— start of Task inputs —
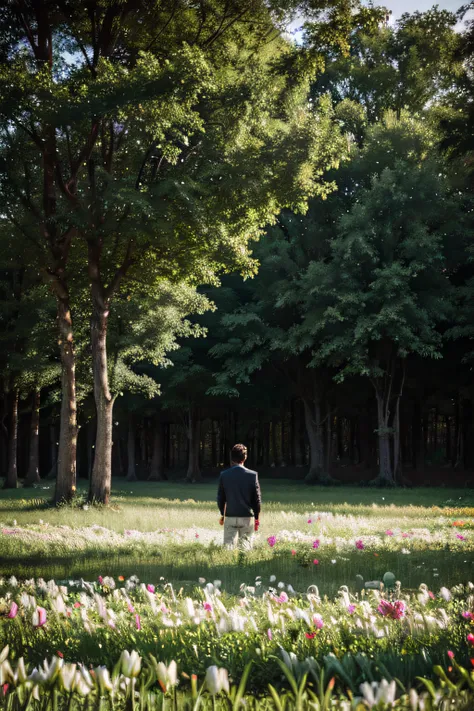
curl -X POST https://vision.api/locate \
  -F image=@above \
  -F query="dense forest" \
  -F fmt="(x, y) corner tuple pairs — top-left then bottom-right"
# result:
(0, 0), (474, 503)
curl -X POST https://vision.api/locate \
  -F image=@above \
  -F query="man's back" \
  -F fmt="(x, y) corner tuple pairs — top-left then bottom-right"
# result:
(217, 464), (261, 520)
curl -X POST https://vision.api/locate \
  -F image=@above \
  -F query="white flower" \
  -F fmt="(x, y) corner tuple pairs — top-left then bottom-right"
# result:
(59, 664), (76, 691)
(120, 649), (142, 677)
(94, 667), (113, 694)
(156, 660), (178, 691)
(360, 679), (396, 709)
(205, 665), (229, 696)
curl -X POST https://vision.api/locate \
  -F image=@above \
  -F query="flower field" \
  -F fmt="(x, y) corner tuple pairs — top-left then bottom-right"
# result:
(0, 484), (474, 711)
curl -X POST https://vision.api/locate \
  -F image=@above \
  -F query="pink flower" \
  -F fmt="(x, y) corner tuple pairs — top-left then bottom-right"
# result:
(313, 613), (324, 630)
(33, 607), (46, 627)
(377, 600), (406, 620)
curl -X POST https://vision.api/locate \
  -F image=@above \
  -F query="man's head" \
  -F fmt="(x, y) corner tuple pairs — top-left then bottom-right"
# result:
(230, 444), (247, 464)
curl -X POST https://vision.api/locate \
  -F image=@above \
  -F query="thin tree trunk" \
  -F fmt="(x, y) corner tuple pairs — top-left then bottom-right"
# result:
(25, 390), (41, 486)
(376, 392), (395, 486)
(186, 407), (202, 482)
(89, 300), (114, 504)
(303, 398), (327, 483)
(54, 298), (77, 503)
(5, 390), (19, 489)
(152, 421), (167, 481)
(126, 415), (137, 481)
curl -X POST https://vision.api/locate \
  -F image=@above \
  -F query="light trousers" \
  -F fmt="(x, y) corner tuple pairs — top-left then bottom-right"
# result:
(224, 516), (254, 548)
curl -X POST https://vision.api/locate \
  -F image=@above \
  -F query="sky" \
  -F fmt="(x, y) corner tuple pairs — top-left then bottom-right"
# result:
(291, 0), (472, 41)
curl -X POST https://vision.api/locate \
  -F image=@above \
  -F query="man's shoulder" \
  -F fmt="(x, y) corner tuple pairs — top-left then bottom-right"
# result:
(220, 466), (258, 477)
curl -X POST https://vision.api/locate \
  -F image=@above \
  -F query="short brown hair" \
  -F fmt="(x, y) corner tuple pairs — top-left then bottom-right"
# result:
(230, 444), (247, 462)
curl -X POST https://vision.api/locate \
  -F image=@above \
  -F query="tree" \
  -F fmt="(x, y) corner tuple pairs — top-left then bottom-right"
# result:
(308, 160), (456, 485)
(0, 0), (356, 502)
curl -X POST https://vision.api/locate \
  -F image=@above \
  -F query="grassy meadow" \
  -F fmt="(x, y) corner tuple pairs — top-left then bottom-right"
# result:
(0, 480), (474, 596)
— end of Task inputs —
Reproduce every row above line for line, leaving out the pictures.

curl -X POST https://vision.api/locate \
  -F image=@above \
  -F query="dense forest" \
  -F fmt="(x, y) corner tuple pairs — top-left then bottom-right"
# result:
(0, 0), (474, 503)
curl -X POST https://vision.api/locate \
  -F image=@above \
  -F query="man's back" \
  -F fmt="(x, y) corner tuple pairs — top-left then bottom-right"
# result:
(217, 464), (261, 520)
curl -X POST https://vision.api/locate \
  -F image=@above \
  -F query="white flower" \
  -F fmt="(x, y) corner tuple pairs — top-left then bottom-right"
# result:
(59, 664), (76, 691)
(120, 649), (142, 677)
(94, 667), (113, 694)
(156, 660), (178, 691)
(360, 679), (396, 709)
(205, 665), (229, 696)
curl -X POST https://vision.api/locate \
  -F image=@above \
  -F query="flower field" \
  -F fmt="(x, y) corner tuple pairs — top-left then bottom-right"
# result:
(0, 484), (474, 711)
curl -X POST https://vision.api/locate \
  -F image=@above \
  -F query="pink flower" \
  -F fmt="(x, y) corner tuple pairs — top-left then bottom-right"
# result:
(313, 613), (324, 630)
(33, 607), (46, 627)
(377, 600), (406, 620)
curl -X POST https://vision.api/locate \
  -F image=@above \
  -F query="man's head" \
  -F fmt="(x, y) corner tuple pairs — top-left then bottom-right"
# result:
(230, 444), (247, 464)
curl -X POST https://vision.api/locate \
  -F image=@above \
  -F query="thin tree trunk" \
  -F fmt="(x, y) corner tuple pairs — top-left then bottom-right"
# result:
(25, 390), (41, 486)
(376, 392), (395, 486)
(186, 407), (202, 482)
(89, 300), (114, 504)
(303, 398), (327, 483)
(54, 298), (77, 503)
(5, 390), (19, 489)
(152, 421), (167, 481)
(126, 415), (137, 481)
curl -X POST https://vision.api/locate \
  -F image=@above \
  -F query="light trousers" \
  -F fmt="(x, y) corner tuple pairs — top-left then bottom-right"
# result:
(224, 516), (254, 548)
curl -X POST https://vision.api/locate \
  -F image=@above \
  -F query="sky" \
  -F fmt="(x, y) corner tuple pairs — top-left then bottom-right"
# result:
(291, 0), (472, 41)
curl -X POST https://vision.api/locate \
  -F image=@above \
  -F query="man's shoulder" \
  -F fmt="(x, y) corner tuple pairs — top-left then bottom-right"
# result:
(220, 466), (258, 477)
curl -X POST https://vision.api/locate \
  -F image=@above \
  -F query="short brown hair" \
  -F fmt="(x, y) corner tuple pairs — top-left then bottom-right"
# result:
(230, 444), (247, 462)
curl -X POST https://vision.api/locate \
  -F image=@above \
  -F query="tree" \
  -F fmt="(x, y) corner tuple pairs — top-left then bottom-right"
# result:
(308, 160), (456, 485)
(0, 0), (356, 502)
curl -X POST https://vision.api/locate \
  -F image=@above \
  -F query="grassy meadow" \
  -F fmt="(x, y) corner tuple pairs — top-left then bottom-right"
# result:
(0, 480), (474, 596)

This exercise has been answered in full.